• [Written request]
Convert the listing, starting at the line that contains "for the brown" and ending at the line that contains "[302, 195, 345, 307]", into a Markdown table with the columns "No." and "Entry". Number each row and omit any blank lines.

━━━━

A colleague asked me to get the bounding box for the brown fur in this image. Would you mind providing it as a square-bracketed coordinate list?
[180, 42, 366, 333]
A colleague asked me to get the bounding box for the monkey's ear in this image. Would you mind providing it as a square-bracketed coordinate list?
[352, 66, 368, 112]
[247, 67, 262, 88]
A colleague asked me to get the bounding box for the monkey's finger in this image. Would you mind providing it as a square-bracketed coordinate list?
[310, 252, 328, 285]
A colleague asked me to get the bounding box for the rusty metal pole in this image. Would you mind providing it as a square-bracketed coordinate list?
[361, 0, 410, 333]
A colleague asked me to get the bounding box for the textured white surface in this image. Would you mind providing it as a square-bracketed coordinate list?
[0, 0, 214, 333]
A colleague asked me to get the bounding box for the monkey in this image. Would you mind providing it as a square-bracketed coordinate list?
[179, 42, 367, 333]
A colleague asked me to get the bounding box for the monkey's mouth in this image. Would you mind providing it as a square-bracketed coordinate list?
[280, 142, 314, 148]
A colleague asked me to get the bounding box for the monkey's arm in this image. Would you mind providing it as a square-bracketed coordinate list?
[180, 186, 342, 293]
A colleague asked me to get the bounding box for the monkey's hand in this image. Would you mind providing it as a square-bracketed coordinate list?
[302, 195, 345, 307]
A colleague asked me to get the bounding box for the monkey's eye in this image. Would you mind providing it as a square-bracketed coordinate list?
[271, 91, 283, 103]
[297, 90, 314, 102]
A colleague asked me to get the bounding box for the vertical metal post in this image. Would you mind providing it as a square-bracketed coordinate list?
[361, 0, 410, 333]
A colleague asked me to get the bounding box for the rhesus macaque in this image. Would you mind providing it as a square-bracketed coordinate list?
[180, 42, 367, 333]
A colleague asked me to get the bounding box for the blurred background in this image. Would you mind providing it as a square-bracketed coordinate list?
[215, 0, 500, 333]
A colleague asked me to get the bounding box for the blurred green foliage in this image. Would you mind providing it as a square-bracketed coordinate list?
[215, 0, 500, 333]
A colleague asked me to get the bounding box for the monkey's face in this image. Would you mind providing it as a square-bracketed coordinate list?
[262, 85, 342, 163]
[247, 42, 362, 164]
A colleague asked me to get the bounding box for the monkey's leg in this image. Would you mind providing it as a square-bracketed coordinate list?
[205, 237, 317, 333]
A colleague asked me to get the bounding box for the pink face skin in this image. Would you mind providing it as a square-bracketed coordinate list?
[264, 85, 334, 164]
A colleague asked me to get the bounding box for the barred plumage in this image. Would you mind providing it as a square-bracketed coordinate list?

━━━━

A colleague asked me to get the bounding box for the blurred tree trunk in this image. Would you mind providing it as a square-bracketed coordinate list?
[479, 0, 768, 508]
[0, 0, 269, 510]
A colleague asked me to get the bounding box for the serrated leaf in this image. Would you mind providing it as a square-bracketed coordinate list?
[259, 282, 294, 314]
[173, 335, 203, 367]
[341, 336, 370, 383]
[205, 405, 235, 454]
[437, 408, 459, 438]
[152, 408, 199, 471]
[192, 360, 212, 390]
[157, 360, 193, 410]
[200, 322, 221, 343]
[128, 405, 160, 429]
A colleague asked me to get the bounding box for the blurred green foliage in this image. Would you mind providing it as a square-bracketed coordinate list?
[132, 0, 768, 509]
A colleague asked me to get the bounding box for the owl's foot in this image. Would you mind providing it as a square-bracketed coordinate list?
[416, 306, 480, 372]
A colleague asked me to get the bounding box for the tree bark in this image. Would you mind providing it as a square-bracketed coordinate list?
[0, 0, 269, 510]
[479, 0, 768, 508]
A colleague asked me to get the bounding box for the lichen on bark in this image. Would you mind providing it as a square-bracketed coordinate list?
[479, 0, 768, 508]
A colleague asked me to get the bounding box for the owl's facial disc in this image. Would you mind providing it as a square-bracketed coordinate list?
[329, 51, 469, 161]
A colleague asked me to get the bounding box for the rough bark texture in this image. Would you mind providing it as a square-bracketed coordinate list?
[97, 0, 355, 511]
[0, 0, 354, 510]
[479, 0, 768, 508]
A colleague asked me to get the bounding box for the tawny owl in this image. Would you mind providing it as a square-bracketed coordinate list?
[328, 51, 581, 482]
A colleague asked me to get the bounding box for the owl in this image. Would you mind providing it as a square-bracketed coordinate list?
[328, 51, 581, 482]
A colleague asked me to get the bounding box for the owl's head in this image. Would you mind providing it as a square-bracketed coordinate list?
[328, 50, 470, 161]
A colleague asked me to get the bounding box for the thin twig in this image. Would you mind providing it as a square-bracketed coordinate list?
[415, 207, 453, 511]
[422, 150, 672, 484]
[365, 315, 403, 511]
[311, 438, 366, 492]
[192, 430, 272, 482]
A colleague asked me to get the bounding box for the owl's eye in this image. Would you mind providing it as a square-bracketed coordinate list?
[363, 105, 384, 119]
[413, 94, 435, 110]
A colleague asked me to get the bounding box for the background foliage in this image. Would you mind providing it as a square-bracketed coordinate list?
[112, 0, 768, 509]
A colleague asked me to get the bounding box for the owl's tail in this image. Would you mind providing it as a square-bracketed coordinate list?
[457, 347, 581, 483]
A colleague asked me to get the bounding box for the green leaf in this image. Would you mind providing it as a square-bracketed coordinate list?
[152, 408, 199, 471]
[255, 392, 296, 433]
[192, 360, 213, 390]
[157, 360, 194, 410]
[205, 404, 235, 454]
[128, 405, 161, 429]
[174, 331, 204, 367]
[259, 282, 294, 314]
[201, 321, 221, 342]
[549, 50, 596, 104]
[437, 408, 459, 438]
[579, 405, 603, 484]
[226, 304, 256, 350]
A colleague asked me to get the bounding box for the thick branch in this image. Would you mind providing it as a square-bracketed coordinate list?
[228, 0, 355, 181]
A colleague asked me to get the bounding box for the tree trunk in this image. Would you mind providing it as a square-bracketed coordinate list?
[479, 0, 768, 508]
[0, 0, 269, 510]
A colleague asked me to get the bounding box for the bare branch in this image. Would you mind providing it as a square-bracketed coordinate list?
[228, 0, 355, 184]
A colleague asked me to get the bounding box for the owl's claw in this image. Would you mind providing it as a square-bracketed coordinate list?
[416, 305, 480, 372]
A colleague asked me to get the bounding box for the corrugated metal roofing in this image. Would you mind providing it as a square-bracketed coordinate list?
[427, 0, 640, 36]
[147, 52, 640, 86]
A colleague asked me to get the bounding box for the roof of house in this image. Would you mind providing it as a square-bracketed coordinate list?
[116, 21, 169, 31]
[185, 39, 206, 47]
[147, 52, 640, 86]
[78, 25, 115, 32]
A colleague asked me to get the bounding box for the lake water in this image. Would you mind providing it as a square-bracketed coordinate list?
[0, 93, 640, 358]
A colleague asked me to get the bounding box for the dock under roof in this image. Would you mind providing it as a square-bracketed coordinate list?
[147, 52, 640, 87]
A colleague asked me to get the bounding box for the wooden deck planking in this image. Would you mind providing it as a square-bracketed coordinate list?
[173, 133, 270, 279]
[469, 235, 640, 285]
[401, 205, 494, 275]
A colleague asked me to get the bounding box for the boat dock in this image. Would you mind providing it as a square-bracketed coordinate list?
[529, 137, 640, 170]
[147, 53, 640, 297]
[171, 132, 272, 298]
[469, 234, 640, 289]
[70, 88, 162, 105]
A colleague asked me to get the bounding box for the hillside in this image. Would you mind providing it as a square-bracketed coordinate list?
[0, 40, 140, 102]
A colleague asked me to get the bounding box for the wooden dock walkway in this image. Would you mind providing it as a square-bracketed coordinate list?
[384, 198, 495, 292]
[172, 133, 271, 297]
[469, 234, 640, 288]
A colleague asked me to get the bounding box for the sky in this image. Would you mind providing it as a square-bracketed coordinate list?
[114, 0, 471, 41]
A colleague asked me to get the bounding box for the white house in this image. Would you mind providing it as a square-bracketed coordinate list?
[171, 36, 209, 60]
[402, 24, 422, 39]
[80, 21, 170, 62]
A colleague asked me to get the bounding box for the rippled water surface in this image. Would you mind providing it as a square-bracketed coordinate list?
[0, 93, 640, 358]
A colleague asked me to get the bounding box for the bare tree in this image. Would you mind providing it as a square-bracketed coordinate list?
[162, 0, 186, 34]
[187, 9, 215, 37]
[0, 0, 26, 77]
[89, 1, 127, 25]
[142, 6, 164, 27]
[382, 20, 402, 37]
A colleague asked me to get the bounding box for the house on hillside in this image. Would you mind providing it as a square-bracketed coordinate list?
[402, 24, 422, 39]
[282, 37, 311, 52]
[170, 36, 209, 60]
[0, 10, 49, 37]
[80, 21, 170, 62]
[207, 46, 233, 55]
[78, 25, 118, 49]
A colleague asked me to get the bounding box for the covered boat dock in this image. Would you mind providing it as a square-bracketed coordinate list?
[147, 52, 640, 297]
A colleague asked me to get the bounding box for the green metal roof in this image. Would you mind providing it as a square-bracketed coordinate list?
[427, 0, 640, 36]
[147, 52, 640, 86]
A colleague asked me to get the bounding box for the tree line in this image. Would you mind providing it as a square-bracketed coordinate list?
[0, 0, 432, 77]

━━━━

• [Output of the exercise]
| No. | Entry |
|---|---|
| 1 | A colleague asked me to get the bounding box for the brown fur in this image. Would you mind providing it as a square-bracketed coordinate list? |
| 2 | [180, 42, 366, 333] |
| 3 | A colleague asked me to get the bounding box for the monkey's ear in this image. Would you mind providing it as a square-bracketed coordinate list? |
| 4 | [352, 66, 368, 112] |
| 5 | [247, 67, 262, 88] |
| 6 | A colleague asked me to get the bounding box for the monkey's finger in this image. Would you mind providing it as a square-bracketed coordinate list? |
| 7 | [310, 252, 328, 285] |
| 8 | A colleague asked me to get the bounding box for the rusty metal pole in this image. Would you mind providing it as a square-bracketed coordinate list? |
| 9 | [361, 0, 410, 333] |
| 10 | A colleague asked me to get the bounding box for the textured white surface in this image. Would you mind providing it as a square-bracketed coordinate list? |
| 11 | [0, 0, 214, 333] |
| 12 | A colleague asked me to get the bounding box for the monkey in this image. Would you mind providing it as a square-bracketed coordinate list? |
| 13 | [179, 42, 367, 333] |
| 14 | A colleague asked me to get the bounding box for the monkey's mouth in this image. Would you mind providing it as a square-bracketed coordinate list? |
| 15 | [280, 142, 314, 148] |
| 16 | A colleague asked me to get the bounding box for the monkey's arm in this image. Would you mind providing it as a square-bracketed coordinate list? |
| 17 | [180, 186, 342, 293] |
| 18 | A colleague asked me to get the bounding box for the monkey's hand in this image. Would you mind providing it as a square-bracketed coordinate list? |
| 19 | [302, 195, 345, 307] |